Exercise instructions: Write the next part of the passage about Jim Millette's dust study, starting right after its last sentence.
======== Passage ========
Really, one could hardly say that Millette was mentioned in Jenkins' piece. He is never mentioned in the text. His name appears four times in the references as co-author of two different reports (one of which is cited three times). There is also a photograph of him, for no obvious reason. The allegation that Jenkins' write-up "prominently features" him is risible, if one is in a good mood.
 
So, let's hope that someone will summarize why Jim Millette was not really criticized in Jenkins' study (although this study was not really important, to my opinion).

But, according to Kevin Ryan, Jim has another problem, before releasing of any results: his study is suspiciously cheap (actually, this objection of truthers has been expected here).

Quote:
"The question remains — why did Mohr give Millette $1,000 (if he did)? It couldn’t possibly be for the actual lab work which would require several times that amount. Millette does get much more than that from the federal government each year ($117,000 in 2002 alone) so maybe he doesn’t need the money.

More importantly, Mohr didn’t even send Millette samples!
======== Supplied entries ========
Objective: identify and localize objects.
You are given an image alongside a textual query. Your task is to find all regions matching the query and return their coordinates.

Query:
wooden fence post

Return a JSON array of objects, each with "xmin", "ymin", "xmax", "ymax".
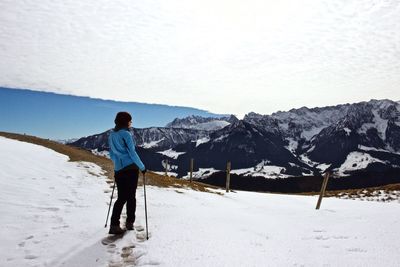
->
[
  {"xmin": 316, "ymin": 172, "xmax": 330, "ymax": 210},
  {"xmin": 165, "ymin": 159, "xmax": 168, "ymax": 178},
  {"xmin": 226, "ymin": 161, "xmax": 231, "ymax": 193},
  {"xmin": 190, "ymin": 158, "xmax": 194, "ymax": 182}
]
========
Output for this task:
It seems we’re all going “hmmm” already."

Hmmm...:cool::rolleyes:

Well old Kevin is certainly giving up any pretense of scientific analysis isn't he with his grossly misleading blog posts, isn't he.

"Three years ago, an international team of scientists published a scientific paper that established the presence of thermitic residues in the dust from the World Trade Center (WTC) catastrophe."

Curiously, Water Boy does not mention that he was one of the cracker jack international team of scientists who conclusively proved that whatever they were studying, it was not therm*te.

Man, Kevin, I hope you use one of those water proof keyboards, because the flop sweat from your fear of being exposed by a scientific analysis of your test results is obvious.